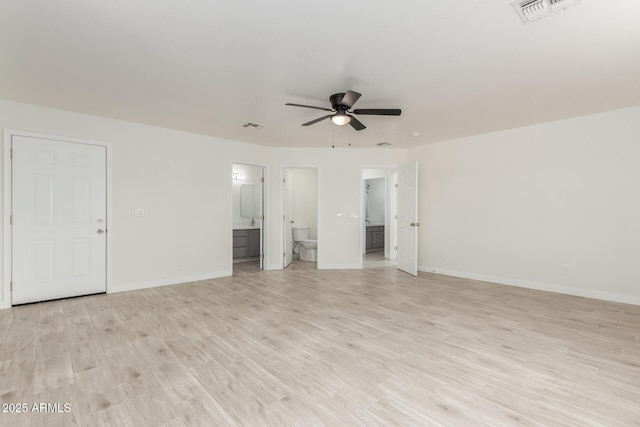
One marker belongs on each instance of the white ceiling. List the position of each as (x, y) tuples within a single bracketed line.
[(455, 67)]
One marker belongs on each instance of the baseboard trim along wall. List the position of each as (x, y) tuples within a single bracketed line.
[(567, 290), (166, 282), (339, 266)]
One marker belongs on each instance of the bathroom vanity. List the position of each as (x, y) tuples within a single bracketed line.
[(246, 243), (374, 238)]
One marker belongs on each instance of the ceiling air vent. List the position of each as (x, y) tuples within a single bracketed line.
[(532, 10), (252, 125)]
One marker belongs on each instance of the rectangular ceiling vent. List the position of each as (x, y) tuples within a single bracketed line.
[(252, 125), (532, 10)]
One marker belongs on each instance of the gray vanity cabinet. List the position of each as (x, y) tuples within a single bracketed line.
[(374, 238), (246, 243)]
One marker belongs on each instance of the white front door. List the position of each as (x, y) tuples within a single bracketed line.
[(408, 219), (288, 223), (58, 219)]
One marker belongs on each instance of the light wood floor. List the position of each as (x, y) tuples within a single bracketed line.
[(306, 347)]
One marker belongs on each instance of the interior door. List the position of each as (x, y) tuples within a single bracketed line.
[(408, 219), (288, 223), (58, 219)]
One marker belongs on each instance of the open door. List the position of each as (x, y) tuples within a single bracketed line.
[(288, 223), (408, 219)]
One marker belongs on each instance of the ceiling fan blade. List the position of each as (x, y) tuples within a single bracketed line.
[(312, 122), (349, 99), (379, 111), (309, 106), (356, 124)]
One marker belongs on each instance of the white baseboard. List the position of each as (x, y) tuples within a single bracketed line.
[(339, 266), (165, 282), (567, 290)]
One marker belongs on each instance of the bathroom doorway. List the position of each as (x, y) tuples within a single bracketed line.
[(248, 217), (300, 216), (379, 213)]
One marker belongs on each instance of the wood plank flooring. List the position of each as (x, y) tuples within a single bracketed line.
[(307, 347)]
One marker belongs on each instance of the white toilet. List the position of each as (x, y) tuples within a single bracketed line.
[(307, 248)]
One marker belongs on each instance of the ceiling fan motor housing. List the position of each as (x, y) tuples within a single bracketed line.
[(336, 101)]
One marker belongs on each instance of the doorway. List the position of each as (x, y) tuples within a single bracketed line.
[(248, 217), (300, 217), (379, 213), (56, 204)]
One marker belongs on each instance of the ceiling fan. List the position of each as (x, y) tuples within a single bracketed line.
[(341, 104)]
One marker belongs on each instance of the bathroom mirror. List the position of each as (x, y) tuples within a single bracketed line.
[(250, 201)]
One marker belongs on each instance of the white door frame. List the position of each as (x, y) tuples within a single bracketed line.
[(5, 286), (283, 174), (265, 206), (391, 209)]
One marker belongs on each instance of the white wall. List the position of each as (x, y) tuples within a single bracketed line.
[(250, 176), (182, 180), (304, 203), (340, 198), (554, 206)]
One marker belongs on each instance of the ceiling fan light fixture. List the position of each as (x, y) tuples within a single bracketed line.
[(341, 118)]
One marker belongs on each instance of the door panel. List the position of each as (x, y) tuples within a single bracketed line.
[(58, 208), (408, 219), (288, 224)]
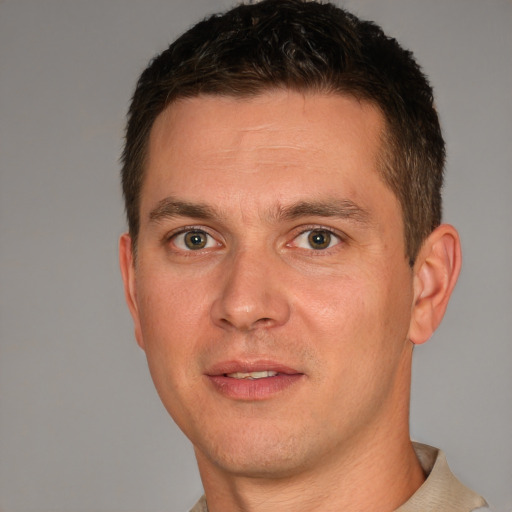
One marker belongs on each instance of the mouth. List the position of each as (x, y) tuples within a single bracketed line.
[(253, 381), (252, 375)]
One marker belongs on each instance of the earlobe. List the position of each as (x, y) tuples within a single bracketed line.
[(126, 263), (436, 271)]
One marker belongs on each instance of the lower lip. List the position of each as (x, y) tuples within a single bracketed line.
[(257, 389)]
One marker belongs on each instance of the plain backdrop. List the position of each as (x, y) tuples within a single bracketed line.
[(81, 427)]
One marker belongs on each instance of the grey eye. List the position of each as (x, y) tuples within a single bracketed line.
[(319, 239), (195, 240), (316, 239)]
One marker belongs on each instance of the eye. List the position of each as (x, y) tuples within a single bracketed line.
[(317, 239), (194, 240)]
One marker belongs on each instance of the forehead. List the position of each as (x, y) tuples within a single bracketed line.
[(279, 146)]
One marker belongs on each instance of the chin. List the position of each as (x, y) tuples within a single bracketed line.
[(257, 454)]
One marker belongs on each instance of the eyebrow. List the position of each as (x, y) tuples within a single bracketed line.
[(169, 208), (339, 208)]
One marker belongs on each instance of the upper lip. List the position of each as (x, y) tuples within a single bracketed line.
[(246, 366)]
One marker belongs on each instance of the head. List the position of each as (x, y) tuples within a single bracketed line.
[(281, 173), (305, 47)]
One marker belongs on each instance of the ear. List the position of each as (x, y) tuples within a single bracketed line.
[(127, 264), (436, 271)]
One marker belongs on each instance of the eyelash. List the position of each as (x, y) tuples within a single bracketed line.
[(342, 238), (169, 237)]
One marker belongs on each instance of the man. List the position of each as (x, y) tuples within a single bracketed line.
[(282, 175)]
::::::
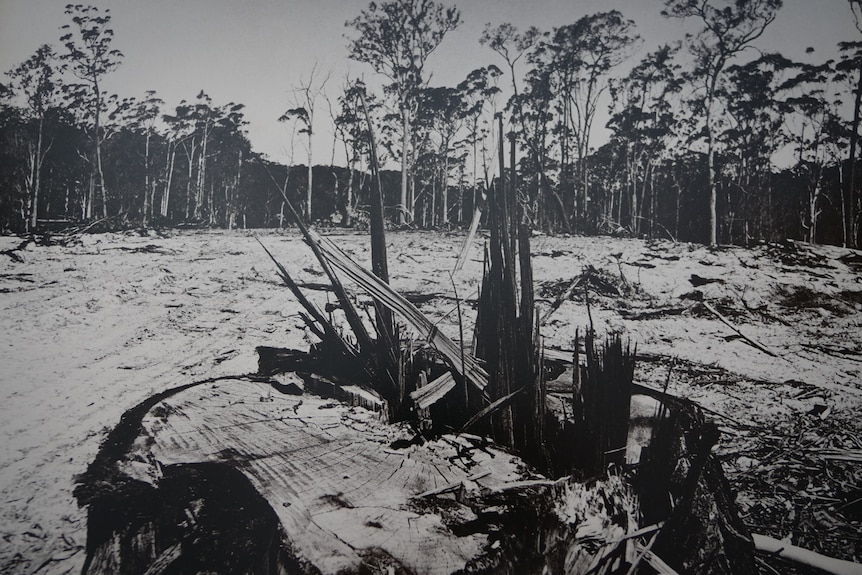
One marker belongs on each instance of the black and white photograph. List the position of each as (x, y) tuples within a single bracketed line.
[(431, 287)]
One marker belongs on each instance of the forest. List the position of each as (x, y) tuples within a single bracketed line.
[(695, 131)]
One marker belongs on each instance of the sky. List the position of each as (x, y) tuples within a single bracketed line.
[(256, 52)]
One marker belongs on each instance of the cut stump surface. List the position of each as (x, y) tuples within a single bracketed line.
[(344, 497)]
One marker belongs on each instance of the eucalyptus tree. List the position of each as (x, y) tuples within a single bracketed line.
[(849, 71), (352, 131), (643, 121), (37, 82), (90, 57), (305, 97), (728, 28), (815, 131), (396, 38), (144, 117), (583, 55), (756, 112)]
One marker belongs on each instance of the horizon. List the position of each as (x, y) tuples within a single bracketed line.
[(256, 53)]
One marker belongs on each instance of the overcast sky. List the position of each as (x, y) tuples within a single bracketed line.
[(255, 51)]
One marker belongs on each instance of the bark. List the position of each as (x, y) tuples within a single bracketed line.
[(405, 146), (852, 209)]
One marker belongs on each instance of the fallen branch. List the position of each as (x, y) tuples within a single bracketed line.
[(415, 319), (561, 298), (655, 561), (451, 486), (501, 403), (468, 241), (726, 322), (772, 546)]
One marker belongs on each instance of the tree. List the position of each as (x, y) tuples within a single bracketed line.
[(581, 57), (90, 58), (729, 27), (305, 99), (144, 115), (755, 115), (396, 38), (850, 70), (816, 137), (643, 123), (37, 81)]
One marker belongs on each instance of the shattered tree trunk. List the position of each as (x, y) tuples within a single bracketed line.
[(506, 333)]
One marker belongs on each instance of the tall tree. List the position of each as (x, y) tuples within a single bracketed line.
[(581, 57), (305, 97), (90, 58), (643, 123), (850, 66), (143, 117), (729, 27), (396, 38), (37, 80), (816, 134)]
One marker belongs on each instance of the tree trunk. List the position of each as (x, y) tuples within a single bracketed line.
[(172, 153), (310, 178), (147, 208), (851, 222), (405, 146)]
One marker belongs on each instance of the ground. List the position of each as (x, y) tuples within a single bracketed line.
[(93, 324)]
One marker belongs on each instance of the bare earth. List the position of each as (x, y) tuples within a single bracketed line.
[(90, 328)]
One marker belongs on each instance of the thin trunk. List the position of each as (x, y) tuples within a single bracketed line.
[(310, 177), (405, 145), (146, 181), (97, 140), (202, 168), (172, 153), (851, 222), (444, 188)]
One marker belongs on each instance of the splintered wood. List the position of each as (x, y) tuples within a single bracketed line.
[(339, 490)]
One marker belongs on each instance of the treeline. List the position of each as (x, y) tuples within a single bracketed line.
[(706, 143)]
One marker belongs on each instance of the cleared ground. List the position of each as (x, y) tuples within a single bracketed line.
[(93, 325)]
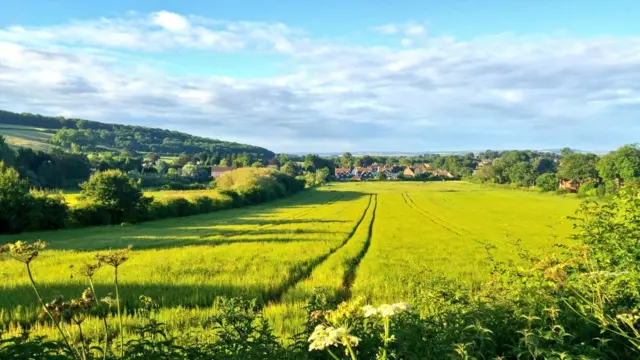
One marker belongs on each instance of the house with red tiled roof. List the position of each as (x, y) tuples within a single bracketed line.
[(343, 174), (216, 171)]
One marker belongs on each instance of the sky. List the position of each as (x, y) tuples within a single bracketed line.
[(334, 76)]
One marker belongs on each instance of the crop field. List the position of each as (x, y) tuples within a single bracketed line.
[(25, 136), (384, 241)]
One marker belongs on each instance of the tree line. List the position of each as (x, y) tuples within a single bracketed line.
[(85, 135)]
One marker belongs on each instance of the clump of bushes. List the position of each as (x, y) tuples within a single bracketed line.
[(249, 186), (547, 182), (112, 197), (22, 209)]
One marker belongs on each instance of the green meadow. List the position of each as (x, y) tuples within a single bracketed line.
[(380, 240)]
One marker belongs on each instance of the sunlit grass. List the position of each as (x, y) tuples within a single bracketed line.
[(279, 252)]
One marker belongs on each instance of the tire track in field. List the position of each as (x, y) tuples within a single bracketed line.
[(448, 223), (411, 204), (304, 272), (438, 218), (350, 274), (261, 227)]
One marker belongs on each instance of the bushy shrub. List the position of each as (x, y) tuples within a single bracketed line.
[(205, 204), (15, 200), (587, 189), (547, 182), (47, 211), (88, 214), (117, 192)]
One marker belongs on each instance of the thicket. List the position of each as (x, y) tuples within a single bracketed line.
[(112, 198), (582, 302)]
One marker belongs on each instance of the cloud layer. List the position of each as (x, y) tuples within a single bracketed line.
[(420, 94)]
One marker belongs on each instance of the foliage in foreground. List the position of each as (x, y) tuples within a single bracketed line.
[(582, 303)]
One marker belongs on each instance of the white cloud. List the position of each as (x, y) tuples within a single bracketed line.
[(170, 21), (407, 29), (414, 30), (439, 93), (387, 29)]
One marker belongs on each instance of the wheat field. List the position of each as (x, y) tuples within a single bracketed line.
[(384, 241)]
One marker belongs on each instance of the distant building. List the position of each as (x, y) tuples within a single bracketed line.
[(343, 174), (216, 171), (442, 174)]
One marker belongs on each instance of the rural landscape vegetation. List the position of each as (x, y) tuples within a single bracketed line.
::::::
■ **Task**
In the listing above, rewrite the stretch from the line containing "One marker belongs on each instance of the tree line." through the line containing "[(112, 198), (582, 302)]", switching "marker" to "pin" and keeping everything else unchanged.

■ **Completed exercise**
One pin belongs on each instance of the tree line. List the position of each as (x, y) tuples within a single bracketed line.
[(85, 135)]
One pin belongs on each instance of the clump of bushes. List the position of each as (x, y) tuples within a single bracketed line.
[(249, 186), (547, 182), (112, 197), (22, 209)]
One pin belongs on each instance of the green meadow. List the position of each as (x, y) tuples within a single bracketed line.
[(380, 240)]
One pin belongs on each instance of the sunlit grass. List the position of each as (x, y) tuples within a single bracketed line.
[(279, 252)]
One pin belongs on each instance of the tire track in field. List the position of each as (x, y) tuples within a single bracketed line.
[(448, 223), (411, 204), (304, 272), (438, 218), (350, 274), (261, 227)]
One pin belongs on each instance of the bushy shrub. List the position of each as (x, y) tuples within a single bracketed line.
[(205, 204), (15, 200), (587, 189), (547, 182), (47, 211), (88, 214), (117, 192)]
One pin belongs on each instance of the thicket. List the position of each as (x, y) tuples within a single bracketed line.
[(112, 198), (582, 302)]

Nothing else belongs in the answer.